**What is required**:
Filter the data below and keep only the lines that contain the string "butterfly".

**Records for the task**:
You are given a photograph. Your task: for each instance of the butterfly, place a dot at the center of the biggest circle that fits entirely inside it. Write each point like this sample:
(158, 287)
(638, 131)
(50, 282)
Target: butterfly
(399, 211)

**Response**:
You are given a photograph. Your task: for each instance of the butterfly, place a dot at the center of the biggest circle that fits entirely inside it. Write each point like this sample:
Target: butterfly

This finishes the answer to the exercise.